------ Provided data ------
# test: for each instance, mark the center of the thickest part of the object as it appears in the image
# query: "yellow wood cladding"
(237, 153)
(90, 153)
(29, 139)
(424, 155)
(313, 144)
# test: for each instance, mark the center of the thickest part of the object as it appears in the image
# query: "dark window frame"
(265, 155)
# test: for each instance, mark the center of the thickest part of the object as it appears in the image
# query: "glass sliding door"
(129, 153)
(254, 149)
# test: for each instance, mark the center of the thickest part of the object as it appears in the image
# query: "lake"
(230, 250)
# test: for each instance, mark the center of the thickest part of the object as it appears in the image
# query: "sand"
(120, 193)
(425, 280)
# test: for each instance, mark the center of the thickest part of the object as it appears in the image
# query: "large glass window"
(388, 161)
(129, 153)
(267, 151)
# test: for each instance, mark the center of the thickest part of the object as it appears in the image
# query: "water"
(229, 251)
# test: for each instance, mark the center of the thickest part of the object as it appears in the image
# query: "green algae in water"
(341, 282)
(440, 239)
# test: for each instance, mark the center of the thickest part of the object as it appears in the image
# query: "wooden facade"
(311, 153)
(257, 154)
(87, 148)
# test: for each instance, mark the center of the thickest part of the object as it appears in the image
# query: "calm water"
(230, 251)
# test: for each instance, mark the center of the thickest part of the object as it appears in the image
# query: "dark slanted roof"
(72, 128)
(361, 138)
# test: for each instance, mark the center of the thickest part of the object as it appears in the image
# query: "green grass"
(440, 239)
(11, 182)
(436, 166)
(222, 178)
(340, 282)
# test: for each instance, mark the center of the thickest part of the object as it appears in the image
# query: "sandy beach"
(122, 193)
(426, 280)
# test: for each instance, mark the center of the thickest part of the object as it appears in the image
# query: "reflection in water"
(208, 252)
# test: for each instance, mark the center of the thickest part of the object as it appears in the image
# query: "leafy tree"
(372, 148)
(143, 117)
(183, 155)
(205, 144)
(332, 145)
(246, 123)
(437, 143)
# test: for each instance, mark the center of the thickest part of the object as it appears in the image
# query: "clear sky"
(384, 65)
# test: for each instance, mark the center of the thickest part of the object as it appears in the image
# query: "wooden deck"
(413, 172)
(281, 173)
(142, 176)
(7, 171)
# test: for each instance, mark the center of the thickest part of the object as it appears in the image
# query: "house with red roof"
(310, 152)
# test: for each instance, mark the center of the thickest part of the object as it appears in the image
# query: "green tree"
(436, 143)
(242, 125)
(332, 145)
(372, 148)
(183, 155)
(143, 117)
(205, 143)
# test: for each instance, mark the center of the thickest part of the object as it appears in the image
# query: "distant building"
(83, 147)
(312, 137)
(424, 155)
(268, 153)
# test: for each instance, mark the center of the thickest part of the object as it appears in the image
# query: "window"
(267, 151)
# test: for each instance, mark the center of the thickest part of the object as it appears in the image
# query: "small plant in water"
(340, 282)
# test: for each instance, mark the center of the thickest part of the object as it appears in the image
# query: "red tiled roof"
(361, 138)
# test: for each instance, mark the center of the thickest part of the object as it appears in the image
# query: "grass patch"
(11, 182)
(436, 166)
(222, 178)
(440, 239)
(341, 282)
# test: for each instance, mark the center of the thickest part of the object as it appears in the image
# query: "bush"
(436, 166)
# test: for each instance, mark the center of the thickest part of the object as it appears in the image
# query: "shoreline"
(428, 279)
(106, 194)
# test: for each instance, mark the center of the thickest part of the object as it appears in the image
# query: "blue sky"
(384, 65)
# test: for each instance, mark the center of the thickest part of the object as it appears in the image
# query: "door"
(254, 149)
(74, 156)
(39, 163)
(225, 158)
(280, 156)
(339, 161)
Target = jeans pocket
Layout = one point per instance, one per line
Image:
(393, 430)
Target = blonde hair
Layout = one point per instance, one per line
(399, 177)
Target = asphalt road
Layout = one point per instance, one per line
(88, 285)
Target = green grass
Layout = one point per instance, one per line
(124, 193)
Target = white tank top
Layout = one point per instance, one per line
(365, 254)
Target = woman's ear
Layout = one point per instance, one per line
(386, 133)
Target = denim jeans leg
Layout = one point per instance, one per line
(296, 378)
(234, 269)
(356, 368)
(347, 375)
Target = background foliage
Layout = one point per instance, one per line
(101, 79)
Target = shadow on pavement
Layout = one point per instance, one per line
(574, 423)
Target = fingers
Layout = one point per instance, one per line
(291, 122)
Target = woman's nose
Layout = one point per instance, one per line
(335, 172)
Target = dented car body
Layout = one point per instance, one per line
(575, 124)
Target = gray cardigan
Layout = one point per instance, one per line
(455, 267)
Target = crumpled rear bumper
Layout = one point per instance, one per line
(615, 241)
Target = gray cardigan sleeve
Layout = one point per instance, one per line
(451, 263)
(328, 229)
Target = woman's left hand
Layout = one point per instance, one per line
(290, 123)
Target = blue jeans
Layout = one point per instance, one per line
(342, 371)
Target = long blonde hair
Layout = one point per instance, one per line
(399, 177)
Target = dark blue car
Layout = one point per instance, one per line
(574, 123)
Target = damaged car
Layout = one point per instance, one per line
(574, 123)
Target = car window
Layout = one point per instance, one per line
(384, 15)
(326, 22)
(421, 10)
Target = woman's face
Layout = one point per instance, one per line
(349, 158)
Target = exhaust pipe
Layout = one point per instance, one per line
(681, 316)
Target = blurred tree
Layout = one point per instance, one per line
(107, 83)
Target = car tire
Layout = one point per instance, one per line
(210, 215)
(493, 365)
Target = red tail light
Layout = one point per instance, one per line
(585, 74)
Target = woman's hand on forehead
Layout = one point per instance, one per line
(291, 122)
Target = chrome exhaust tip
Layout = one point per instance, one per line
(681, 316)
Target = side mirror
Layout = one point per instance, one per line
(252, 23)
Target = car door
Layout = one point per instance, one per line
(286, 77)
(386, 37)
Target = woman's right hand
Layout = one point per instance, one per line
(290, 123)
------
------ Provided data ------
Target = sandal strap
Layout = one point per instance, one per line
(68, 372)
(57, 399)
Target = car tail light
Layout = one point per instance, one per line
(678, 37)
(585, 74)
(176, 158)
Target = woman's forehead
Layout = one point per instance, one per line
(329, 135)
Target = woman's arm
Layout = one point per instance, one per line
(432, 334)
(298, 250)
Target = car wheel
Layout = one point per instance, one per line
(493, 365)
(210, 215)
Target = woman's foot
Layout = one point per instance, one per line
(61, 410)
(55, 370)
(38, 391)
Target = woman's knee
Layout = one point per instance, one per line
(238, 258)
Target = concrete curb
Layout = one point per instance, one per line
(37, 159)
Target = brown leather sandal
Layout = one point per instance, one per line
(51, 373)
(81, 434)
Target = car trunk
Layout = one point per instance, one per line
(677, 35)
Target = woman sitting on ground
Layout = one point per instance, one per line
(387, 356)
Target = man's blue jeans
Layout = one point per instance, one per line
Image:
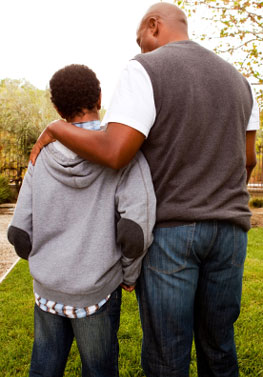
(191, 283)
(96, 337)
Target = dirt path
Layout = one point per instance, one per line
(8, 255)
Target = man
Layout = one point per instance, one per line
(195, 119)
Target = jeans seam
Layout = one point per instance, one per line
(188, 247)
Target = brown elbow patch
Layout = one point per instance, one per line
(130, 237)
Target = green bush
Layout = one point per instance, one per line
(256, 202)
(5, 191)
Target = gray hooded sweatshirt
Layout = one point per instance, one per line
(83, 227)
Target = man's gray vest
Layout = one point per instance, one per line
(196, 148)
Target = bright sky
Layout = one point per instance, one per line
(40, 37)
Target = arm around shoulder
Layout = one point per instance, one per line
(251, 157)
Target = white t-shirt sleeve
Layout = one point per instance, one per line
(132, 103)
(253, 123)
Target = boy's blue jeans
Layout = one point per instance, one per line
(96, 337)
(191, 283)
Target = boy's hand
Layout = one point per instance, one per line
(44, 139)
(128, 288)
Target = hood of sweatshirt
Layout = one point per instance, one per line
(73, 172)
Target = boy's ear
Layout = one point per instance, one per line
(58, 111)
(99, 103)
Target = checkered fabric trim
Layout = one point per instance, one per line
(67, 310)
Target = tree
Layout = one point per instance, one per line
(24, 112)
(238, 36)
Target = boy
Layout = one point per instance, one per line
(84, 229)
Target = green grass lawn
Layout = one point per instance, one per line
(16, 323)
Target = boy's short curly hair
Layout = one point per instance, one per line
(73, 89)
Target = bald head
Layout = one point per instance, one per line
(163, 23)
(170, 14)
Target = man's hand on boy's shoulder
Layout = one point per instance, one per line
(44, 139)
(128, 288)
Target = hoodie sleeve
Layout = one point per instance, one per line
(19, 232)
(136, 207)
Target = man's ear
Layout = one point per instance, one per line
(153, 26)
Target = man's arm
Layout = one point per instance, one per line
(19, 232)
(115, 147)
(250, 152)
------
• [Required work]: Consider the entries above and return each line with the string "sandal".

• [The completed task]:
Target = sandal strap
Target = brown leather sandal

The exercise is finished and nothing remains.